--- Given passage ---
◇ ◇ ◇

How do you think the book would translate for an American soccer fan?
It’s a cliché that soccer is the global game, but I think it’s true that people experience it in pretty much the same way, wherever they are. The fact that most of the stories are set in the UK is incidental, and the themes of loss, glory, pain, corruption, fanaticism and, in some cases, psychosis, that run through the stories will ring true for anyone who loves soccer. I haven’t had any complaints so far from U.S. readers that none of the stories are set in MLS.
What kind of research is involved in writing a convincing piece of soccer fiction?
In my case, none at all. The ‘research’ really comes, for better or worse, from having spent over thirty years watching and playing soccer at every spare moment. If I were to transfer the stories to the baseball park, then I’d have to start doing research.
What is your favorite story?
I probably don’t really have a favorite because I like the stories for different reasons. I like ‘The Man In The Mascot’ and ‘The Night Football Ruined My Life’ because they seem to work well from a humor point of view. ‘Save Of The Day’, which is the only story based on something that happened to me, and ‘Drunk On Success’, about the ambitious touchline parents , seem to have been successful at making people say, “Yes, I’ve been there”. And I feel that ‘The Right Result’ and ‘The Return of the Falcon’ manage to re-create the professional game quite convincingly, even though that’s not something, despite my childhood ambitions, I’ve ever been a part of.
If I had to choose a favorite, though, I’d take ‘Furlington Welfare’s Last Great Orator’ because I’m still quite tickled at the idea of someone going to watch soccer every week solely because they want to shout abuse at the referee.

◇ ◇ ◇

--- Exercise instructions ---
Please list every story title the author names in the soccer fiction interview above.

◇ ◇ ◇

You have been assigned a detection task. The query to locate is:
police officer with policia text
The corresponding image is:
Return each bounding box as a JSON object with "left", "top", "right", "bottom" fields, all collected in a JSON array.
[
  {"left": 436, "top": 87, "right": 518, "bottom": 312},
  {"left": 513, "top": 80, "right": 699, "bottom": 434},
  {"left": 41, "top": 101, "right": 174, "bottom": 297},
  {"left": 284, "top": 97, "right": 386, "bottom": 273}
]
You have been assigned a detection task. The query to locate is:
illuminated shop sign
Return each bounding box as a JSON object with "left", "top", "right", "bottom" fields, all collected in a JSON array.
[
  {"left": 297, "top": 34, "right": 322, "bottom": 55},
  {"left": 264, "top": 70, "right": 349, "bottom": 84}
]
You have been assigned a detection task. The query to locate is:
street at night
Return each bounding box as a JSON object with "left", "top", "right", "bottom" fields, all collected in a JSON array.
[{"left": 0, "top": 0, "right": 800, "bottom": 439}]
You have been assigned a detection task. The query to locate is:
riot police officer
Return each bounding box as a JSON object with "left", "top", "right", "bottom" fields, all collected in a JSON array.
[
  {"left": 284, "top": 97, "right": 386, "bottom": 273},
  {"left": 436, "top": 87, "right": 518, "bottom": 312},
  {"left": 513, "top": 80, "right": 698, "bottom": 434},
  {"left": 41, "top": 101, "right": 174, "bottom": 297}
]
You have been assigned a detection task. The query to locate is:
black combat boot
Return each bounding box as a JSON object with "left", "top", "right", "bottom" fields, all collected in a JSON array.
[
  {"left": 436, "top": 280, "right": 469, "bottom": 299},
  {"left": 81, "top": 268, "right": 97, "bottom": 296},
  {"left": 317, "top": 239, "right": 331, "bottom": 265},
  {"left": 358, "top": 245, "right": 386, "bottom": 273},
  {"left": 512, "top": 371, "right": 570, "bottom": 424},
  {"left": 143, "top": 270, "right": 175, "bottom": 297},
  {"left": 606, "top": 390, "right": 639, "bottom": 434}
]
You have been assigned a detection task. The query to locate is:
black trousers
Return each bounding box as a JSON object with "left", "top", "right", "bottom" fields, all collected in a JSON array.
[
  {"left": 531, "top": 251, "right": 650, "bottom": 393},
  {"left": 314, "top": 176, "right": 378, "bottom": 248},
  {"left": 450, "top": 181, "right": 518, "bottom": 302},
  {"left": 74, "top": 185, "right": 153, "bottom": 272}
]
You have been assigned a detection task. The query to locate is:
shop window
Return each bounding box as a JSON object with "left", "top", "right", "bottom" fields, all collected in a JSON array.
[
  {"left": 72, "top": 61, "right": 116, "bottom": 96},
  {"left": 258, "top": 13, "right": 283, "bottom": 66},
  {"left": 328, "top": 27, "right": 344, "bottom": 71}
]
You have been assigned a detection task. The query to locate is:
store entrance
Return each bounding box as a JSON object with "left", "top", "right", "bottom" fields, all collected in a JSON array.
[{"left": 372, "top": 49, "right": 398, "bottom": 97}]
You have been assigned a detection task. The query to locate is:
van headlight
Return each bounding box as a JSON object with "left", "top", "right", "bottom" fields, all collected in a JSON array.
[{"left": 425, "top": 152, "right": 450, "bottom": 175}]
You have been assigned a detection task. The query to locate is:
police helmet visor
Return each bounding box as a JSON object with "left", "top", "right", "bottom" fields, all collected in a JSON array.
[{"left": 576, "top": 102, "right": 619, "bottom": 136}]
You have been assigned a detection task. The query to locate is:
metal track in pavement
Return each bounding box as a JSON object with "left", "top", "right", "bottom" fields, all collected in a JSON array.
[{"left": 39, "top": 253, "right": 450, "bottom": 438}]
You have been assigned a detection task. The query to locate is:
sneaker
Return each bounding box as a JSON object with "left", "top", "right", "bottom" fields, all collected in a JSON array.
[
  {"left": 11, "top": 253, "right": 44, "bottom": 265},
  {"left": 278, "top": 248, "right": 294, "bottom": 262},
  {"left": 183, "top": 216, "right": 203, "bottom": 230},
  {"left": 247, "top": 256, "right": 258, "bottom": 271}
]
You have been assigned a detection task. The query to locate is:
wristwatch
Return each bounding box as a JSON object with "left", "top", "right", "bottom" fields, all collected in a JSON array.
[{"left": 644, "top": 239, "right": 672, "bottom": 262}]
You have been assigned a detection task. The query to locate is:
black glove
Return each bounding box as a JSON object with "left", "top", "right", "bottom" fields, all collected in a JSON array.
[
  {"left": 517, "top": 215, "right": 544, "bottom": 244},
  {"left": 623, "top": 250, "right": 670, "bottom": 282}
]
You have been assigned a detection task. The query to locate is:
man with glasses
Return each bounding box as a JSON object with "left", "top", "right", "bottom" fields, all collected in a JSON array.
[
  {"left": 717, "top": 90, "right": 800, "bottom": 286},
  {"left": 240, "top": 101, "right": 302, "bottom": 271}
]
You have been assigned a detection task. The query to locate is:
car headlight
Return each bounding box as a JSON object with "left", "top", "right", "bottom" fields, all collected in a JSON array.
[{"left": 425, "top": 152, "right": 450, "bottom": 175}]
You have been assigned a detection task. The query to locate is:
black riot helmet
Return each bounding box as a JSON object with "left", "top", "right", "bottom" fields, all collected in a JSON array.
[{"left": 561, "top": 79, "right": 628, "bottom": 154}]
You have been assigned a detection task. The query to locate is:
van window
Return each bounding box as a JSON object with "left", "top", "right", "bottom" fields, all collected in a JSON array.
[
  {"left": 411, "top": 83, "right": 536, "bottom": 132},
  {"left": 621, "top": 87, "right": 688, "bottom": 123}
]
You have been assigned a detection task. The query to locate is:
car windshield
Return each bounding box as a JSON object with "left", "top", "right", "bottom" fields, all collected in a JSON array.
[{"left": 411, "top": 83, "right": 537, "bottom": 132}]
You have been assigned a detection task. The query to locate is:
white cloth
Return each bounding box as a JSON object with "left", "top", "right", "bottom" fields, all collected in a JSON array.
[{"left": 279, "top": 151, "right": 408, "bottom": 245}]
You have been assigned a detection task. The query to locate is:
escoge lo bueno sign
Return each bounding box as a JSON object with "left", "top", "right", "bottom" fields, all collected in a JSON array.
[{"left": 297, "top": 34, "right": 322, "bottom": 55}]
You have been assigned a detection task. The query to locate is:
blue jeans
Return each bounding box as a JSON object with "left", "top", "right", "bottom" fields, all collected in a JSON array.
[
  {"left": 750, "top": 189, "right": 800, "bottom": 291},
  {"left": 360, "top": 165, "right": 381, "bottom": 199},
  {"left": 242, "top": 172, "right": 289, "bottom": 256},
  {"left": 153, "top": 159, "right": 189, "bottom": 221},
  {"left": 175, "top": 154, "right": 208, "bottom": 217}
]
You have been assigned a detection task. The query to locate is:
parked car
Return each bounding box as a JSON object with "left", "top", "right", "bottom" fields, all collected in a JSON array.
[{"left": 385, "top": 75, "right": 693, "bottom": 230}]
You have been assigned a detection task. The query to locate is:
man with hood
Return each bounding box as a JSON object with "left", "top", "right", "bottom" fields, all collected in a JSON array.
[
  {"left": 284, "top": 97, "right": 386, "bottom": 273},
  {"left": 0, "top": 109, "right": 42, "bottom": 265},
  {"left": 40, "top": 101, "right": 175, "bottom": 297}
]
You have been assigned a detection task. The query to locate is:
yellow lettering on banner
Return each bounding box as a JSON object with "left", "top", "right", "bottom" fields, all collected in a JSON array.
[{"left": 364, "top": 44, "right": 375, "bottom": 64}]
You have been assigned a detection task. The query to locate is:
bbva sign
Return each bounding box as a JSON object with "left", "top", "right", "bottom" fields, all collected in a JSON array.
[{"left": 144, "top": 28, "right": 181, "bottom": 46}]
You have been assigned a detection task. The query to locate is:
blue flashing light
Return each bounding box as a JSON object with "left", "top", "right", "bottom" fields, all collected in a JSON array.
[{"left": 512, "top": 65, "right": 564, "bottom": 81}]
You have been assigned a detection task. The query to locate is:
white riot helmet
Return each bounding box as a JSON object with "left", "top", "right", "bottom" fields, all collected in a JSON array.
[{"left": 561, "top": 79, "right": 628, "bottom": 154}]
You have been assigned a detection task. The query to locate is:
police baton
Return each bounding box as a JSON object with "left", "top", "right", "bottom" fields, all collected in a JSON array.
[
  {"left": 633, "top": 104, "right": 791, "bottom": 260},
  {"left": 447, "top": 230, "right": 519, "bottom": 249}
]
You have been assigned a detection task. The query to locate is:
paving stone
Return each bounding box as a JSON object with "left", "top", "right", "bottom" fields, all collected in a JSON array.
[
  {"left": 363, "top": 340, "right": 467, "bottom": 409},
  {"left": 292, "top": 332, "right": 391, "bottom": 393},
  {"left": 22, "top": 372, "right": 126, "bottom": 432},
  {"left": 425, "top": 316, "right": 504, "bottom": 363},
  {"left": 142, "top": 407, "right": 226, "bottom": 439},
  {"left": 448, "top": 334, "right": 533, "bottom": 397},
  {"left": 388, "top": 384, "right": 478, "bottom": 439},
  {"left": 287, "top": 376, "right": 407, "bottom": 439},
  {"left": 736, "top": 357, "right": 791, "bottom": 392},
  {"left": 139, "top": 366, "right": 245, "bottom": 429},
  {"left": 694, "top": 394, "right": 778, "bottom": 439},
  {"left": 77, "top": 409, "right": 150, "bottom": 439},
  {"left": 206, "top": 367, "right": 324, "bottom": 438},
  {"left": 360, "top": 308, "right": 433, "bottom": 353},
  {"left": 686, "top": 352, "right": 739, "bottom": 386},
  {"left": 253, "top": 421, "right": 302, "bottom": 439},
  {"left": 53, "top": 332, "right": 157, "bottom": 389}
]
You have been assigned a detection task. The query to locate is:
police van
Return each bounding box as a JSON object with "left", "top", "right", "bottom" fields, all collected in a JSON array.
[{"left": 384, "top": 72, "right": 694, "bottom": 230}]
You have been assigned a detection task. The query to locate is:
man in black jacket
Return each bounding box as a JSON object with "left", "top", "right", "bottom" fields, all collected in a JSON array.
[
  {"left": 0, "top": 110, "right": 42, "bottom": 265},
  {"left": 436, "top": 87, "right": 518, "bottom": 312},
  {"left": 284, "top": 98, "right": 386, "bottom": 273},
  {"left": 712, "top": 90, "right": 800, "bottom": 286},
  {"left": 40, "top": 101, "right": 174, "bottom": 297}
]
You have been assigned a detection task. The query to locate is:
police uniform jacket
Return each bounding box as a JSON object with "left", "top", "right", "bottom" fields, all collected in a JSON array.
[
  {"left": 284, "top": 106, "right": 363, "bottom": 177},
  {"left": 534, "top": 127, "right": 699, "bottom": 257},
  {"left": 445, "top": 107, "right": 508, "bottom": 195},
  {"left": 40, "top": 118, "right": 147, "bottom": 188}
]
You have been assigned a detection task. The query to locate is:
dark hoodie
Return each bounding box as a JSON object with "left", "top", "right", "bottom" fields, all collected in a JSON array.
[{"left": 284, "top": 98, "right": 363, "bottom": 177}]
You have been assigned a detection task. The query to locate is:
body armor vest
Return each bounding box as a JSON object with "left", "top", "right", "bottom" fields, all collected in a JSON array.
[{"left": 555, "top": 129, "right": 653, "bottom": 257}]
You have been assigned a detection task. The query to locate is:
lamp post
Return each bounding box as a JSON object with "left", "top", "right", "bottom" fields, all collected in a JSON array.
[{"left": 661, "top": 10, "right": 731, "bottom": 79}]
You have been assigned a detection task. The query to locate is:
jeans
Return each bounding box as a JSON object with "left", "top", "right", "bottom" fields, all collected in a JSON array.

◇ ◇ ◇

--- Response to the task ---
- The Man In The Mascot
- The Night Football Ruined My Life
- Save Of The Day
- Drunk On Success
- The Right Result
- The Return of the Falcon
- Furlington Welfare's Last Great Orator